_AUFGABE_:
Wie viele seiner Patienten und Musikschüler soll X. laut dem Prozessbericht gleichzeitig auch mit dem Hepatitis-C-Virus angesteckt haben?

_LESETEXT_:
Es ist ein einzigartiger Prozess, der gestern am Regionalgericht Bern-Mittelland begann. Die Vorwürfe gegen einen Musiklehrer aus dem Kanton Bern sind ungeheuerlich und wiegen schwer.
Der selbsternannte Heiler X.* (53) steht wegen schwerer Körperverletzung, Verbreitung menschlicher Krankheiten, Drohung, versuchter Nötigung und Tätlichkeiten vor Gericht.
X. soll zwischen 2001 und 2005 seinen Patienten und Musikschülern absichtlich das Aids-Virus HIV gespritzt haben. 16 von ihnen sind infiziert. 13 von ihnen hat er gleichzeitig mit dem Hepatitis-C-Virus angesteckt. Das Blut zapfte er einem infizierten Musikschüler ab (BLICK berichtete).
Prozess beginnt acht Jahre nach Anzeige
Jetzt endlich, acht Jahre nach der ersten Anzeige, muss sich X. den Vorwürfen stellen. Der Heiler fährt im Taxi vor. Beim Aussteigen zieht er die Jacke übers Gesicht. X. ist ganz in Schwarz gekleidet, so fällt sein Schmuck noch mehr auf (siehe unten).
Am ersten Prozesstag sagen fünf seiner Opfer aus. Weil sie die Anwesenheit ihres Peinigers nicht ertragen, muss X. im Nebenraum der Befragung folgen.
Bei Opfer A.* ist die Krankheit Aids bereits ausgebrochen. «Für mich war sofort nach der Diagnose klar, dass ich den Virus bei der Akupunkturbehandlung bei X. eingefangen haben muss», sagt A. dem Richter. «Und ich war sicher: Ich bin nicht das einzige Opfer.» Die Schwägerin von A. empfahl Heiler X. Sie war bereits bei ihm in Behandlung. «Er kannte mich nicht persönlich», sagt A. «Deswegen glaube ich, dass es ihm um die Tat an sich ging.»
Auf Drängen der Schwägerin geht A. 2004 wegen seiner Migräne zum Wunderheiler. «Ich wollte eigentlich nicht. Aber meine Schwägerin war X. hörig. Sie hat mich und meine Frau so lange bearbeitet, bis ich zu ihm ging. Ich wusste damals nicht, dass meine Schwägerin bereits infiziert war.»

In einem Datensatz aufgeführte Einträge:
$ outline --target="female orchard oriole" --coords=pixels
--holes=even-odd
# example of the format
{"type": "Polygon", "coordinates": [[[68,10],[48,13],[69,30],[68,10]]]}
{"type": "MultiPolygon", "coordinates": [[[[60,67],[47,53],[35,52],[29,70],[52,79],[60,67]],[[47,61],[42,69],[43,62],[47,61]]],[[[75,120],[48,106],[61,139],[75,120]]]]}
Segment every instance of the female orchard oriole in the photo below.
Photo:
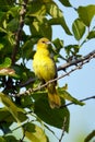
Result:
{"type": "MultiPolygon", "coordinates": [[[[57,76],[57,68],[55,61],[50,58],[48,50],[49,39],[43,37],[37,43],[37,50],[34,55],[33,68],[35,74],[45,82],[54,80],[57,76]]],[[[60,107],[60,97],[56,90],[57,82],[47,85],[48,98],[51,108],[60,107]]]]}

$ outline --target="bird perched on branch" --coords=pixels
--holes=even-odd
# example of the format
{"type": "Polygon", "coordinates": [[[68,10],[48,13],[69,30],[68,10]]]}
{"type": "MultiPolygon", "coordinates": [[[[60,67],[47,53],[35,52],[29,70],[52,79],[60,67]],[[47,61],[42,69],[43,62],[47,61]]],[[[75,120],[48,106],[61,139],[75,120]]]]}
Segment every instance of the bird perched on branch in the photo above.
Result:
{"type": "MultiPolygon", "coordinates": [[[[37,50],[34,55],[33,68],[35,74],[43,80],[48,82],[57,78],[57,68],[55,61],[50,58],[48,45],[51,44],[49,39],[43,37],[37,43],[37,50]]],[[[57,82],[51,82],[47,85],[48,98],[51,108],[60,107],[61,102],[56,90],[57,82]]]]}

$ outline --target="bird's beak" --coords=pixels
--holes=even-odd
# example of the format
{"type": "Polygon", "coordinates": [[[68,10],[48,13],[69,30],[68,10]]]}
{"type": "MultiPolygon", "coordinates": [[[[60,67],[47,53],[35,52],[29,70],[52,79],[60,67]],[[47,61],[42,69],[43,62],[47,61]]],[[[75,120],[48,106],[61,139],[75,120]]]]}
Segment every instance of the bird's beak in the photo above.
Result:
{"type": "Polygon", "coordinates": [[[49,42],[47,42],[47,45],[51,45],[51,42],[49,40],[49,42]]]}

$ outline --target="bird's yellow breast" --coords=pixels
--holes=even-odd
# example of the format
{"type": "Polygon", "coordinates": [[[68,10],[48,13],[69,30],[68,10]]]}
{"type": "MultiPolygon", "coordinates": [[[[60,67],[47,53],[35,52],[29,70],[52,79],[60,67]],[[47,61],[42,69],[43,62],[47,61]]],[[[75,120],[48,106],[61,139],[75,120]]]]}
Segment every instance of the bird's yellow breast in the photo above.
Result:
{"type": "Polygon", "coordinates": [[[46,49],[39,49],[34,56],[33,68],[35,74],[46,82],[56,76],[56,66],[46,49]]]}

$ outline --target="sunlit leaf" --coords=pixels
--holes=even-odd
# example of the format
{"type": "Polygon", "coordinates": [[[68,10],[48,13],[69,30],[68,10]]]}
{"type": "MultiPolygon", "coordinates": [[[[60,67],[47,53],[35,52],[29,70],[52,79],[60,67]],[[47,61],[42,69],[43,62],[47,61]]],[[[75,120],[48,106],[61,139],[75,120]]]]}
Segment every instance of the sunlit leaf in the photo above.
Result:
{"type": "Polygon", "coordinates": [[[85,25],[82,21],[76,19],[72,24],[72,31],[76,40],[80,40],[85,32],[85,25]]]}
{"type": "Polygon", "coordinates": [[[73,96],[71,96],[66,90],[63,90],[62,87],[58,88],[58,92],[60,94],[60,96],[64,99],[68,99],[72,103],[74,103],[75,105],[81,105],[83,106],[84,103],[78,100],[76,98],[74,98],[73,96]]]}
{"type": "Polygon", "coordinates": [[[93,130],[84,140],[84,142],[90,142],[93,138],[95,138],[95,130],[93,130]]]}
{"type": "Polygon", "coordinates": [[[69,0],[59,0],[66,7],[72,7],[69,0]]]}
{"type": "Polygon", "coordinates": [[[57,4],[48,3],[47,4],[48,13],[52,16],[52,19],[49,20],[49,24],[51,25],[61,25],[67,34],[71,35],[71,32],[66,23],[66,20],[63,17],[62,11],[57,7],[57,4]]]}
{"type": "Polygon", "coordinates": [[[15,137],[13,135],[5,135],[3,137],[7,142],[19,142],[15,137]]]}
{"type": "Polygon", "coordinates": [[[10,99],[9,96],[4,95],[3,93],[0,93],[0,100],[17,122],[21,122],[26,119],[26,116],[24,115],[24,109],[15,106],[15,104],[10,99]]]}
{"type": "Polygon", "coordinates": [[[0,142],[7,142],[3,137],[0,137],[0,142]]]}
{"type": "Polygon", "coordinates": [[[15,71],[13,69],[10,69],[10,68],[1,68],[0,75],[10,75],[10,76],[13,76],[16,79],[19,78],[19,75],[15,74],[15,71]]]}
{"type": "Polygon", "coordinates": [[[92,19],[95,15],[95,5],[90,4],[87,7],[79,7],[78,13],[83,23],[90,27],[92,19]]]}
{"type": "Polygon", "coordinates": [[[47,137],[41,128],[31,122],[24,125],[25,137],[32,142],[48,142],[47,137]]]}
{"type": "Polygon", "coordinates": [[[41,97],[35,102],[35,114],[46,123],[54,126],[56,128],[62,128],[64,118],[66,122],[66,131],[69,129],[69,110],[68,108],[55,108],[51,109],[48,103],[48,98],[45,93],[40,94],[41,97]]]}

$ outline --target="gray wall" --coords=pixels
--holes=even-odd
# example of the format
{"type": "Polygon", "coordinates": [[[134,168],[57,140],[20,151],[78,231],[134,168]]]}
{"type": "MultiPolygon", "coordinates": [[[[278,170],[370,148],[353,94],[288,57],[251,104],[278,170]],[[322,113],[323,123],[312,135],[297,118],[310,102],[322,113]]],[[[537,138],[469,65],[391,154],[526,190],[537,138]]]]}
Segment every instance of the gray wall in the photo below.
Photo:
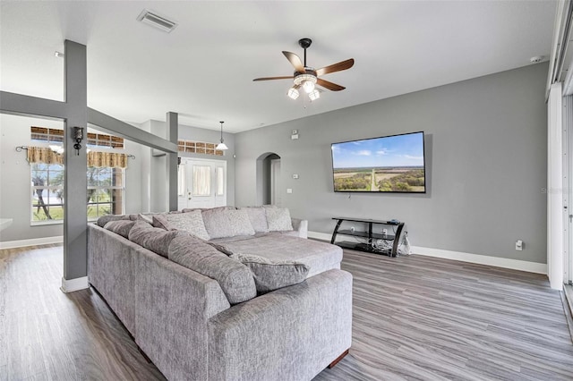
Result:
{"type": "Polygon", "coordinates": [[[397,218],[415,246],[545,263],[547,72],[526,66],[235,134],[236,205],[256,203],[256,159],[275,152],[283,204],[311,231],[331,233],[336,216],[397,218]],[[416,131],[426,194],[334,193],[332,142],[416,131]]]}

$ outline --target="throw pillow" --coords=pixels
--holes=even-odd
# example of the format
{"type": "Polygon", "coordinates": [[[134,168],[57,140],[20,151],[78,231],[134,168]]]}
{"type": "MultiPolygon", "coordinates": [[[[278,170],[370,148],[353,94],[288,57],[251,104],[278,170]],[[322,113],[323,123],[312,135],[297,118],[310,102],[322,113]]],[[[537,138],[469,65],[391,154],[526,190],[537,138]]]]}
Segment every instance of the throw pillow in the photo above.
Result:
{"type": "Polygon", "coordinates": [[[163,230],[175,230],[171,228],[171,224],[169,221],[167,221],[167,217],[163,215],[153,216],[153,224],[151,224],[153,227],[158,227],[163,230]]]}
{"type": "Polygon", "coordinates": [[[254,229],[251,224],[249,215],[244,209],[229,209],[226,210],[229,222],[231,223],[231,229],[233,230],[233,236],[236,235],[254,235],[254,229]]]}
{"type": "Polygon", "coordinates": [[[170,230],[184,230],[190,233],[208,241],[209,233],[205,230],[203,217],[200,210],[194,210],[189,213],[179,213],[173,215],[165,215],[166,219],[169,223],[170,230]]]}
{"type": "Polygon", "coordinates": [[[306,279],[311,269],[303,263],[292,260],[273,262],[256,255],[233,254],[231,258],[251,269],[257,292],[260,293],[300,284],[306,279]]]}
{"type": "Polygon", "coordinates": [[[269,233],[269,225],[267,224],[267,215],[265,209],[261,207],[241,207],[247,211],[251,225],[256,233],[269,233]]]}
{"type": "Polygon", "coordinates": [[[293,230],[290,213],[286,207],[266,207],[267,223],[269,232],[286,232],[293,230]]]}
{"type": "Polygon", "coordinates": [[[115,233],[119,234],[124,238],[128,238],[129,232],[133,227],[133,224],[135,224],[135,221],[130,221],[130,220],[109,221],[107,224],[106,224],[106,225],[104,226],[104,229],[107,229],[110,232],[114,232],[115,233]]]}
{"type": "Polygon", "coordinates": [[[229,218],[227,216],[227,210],[222,207],[216,207],[203,210],[201,215],[203,216],[205,229],[211,240],[215,238],[233,237],[233,228],[231,227],[231,221],[229,221],[229,218]]]}
{"type": "Polygon", "coordinates": [[[191,235],[177,237],[169,245],[169,259],[215,279],[231,304],[257,296],[251,271],[243,264],[218,252],[191,235]]]}
{"type": "Polygon", "coordinates": [[[153,227],[145,221],[136,221],[129,231],[128,238],[129,241],[167,258],[169,243],[182,234],[187,235],[184,232],[165,231],[153,227]]]}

_LÖSUNG_:
13 von ihnen.